● PROBLEM STATEMENT
From the episode page below, list each person under the "Contributors:" heading along with the organization given for them.

● SELECTION
The Listening Post

Israel-Palestine: Split screens and dissonant narratives

A ceremony in Jerusalem, a massacre in Gaza and how the media covered both. Plus, spies on air in the US.

On The Listening Post this week: A ceremony in Jerusalem, a massacre in Gaza. We analyse media coverage of events in Israel and Palestine. Plus, spies on air in the US.

Split screens and dissonant narratives

The images beaming out of Israel and Palestine this week could not have been more different: On one side, dignitaries mingling in West Jerusalem, toasting the opening of the new US embassy there.

On the other, carnage at the Gaza-Israel border: at least 60 Palestinians killed, most of them picked off from a distance, by Israeli snipers.

The bulk of the Israeli media echoed the official state narrative of self-defence and sovereignty.

Elsewhere in the region, from Turkey and Iran to Saudi Arabia and Qatar, media coverage reflected the significant geopolitical changes under way.

Contributors:

Rania Masri, associate director, Asfari Institute for Civil Society and Citizenship, AUB

Asaf Ronel, head of foreign news, Haaretz 

Mawadi al-Rasheed, visiting professor, LSE 

Lahav Harkov Levine, journalist, Jerusalem Post

On our radar

Richard Gizbert speaks to producer Flo Phillips about a change at the top of the Bangkok Post, and the reason Spanish journalists at the state broadcaster have taken to wearing black every Friday.

● DATA ROWS
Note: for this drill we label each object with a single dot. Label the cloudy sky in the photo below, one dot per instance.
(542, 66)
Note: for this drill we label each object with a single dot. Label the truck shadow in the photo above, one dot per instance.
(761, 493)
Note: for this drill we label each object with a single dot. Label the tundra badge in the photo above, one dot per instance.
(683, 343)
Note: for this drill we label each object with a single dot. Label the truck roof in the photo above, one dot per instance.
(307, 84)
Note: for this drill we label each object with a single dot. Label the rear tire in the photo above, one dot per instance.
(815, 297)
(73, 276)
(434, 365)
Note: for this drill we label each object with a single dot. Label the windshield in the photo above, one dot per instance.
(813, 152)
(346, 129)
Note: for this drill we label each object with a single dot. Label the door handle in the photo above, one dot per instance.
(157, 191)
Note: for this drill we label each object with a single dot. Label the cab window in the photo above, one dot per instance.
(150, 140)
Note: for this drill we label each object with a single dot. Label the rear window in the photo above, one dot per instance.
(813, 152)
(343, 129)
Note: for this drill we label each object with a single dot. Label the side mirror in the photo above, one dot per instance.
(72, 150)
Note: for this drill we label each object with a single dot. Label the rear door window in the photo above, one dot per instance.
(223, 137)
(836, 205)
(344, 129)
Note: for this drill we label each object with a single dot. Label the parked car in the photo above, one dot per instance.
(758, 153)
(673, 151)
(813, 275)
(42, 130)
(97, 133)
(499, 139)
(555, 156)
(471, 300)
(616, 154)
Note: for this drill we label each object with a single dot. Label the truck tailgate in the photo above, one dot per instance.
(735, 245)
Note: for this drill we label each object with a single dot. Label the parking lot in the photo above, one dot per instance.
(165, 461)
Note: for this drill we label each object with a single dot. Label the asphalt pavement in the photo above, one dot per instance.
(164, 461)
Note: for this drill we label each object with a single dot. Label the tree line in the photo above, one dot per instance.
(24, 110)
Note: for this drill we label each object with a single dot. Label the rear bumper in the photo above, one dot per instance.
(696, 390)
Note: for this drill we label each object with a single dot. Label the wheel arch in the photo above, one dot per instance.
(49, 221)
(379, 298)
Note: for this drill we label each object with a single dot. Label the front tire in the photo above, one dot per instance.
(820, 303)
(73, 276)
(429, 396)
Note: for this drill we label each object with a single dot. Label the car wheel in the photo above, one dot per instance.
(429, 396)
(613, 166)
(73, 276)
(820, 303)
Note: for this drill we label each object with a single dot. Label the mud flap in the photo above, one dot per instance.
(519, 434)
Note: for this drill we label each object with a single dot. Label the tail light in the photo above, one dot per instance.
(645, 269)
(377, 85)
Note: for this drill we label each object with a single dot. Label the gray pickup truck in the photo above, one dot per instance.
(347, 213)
--
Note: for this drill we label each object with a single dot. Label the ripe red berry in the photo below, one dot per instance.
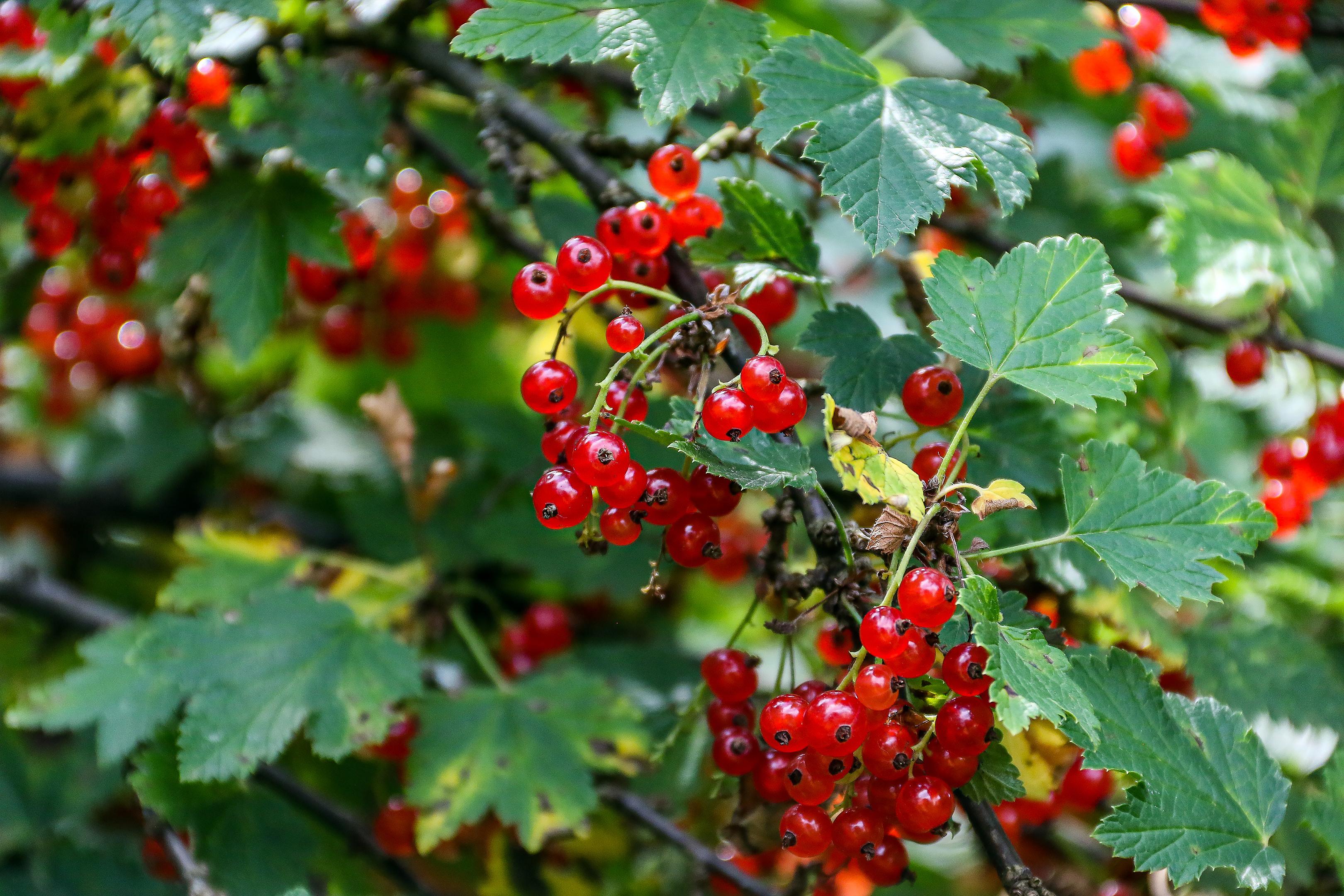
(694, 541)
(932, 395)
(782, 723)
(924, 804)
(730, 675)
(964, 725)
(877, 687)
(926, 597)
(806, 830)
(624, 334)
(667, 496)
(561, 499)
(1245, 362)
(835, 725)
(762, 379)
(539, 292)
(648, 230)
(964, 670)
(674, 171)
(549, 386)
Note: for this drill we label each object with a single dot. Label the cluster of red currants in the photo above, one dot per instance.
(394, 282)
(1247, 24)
---
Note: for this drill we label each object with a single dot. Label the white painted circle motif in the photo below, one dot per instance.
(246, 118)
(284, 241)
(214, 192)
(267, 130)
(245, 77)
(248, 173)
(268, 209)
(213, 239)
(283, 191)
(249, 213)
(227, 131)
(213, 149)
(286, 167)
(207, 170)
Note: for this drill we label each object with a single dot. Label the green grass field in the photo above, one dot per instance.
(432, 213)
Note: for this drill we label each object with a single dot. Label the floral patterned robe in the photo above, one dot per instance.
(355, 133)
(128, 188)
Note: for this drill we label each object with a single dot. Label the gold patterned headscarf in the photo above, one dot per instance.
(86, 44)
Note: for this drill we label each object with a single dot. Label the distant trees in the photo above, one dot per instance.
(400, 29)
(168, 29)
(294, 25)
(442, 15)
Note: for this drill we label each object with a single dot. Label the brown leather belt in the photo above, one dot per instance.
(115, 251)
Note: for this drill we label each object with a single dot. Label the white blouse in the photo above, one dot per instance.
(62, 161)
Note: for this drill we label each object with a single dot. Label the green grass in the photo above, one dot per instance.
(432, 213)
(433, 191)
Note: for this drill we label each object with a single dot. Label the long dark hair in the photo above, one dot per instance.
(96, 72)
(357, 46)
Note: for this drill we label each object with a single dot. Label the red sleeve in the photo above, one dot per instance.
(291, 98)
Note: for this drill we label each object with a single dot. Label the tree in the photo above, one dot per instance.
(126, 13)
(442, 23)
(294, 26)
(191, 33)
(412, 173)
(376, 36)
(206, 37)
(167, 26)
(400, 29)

● EXPECTED ANSWER
- Rania Masri: Asfari Institute for Civil Society and Citizenship, AUB
- Asaf Ronel: Haaretz
- Mawadi al-Rasheed: LSE
- Lahav Harkov Levine: Jerusalem Post